SET PROBLEM: Render the lines below as a JSON list of strings, with one string per line and any blank lines omitted.

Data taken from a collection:
[Start]

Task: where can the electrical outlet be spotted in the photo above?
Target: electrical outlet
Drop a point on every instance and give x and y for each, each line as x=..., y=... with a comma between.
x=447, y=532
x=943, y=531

[End]

WRITTEN SOLUTION:
[
  "Task: where can the electrical outlet be spotted in the photo above?",
  "Target: electrical outlet",
  "Drop a point on every instance and give x and y for each, each line as x=..., y=... with a comma between.",
  "x=447, y=532",
  "x=943, y=531"
]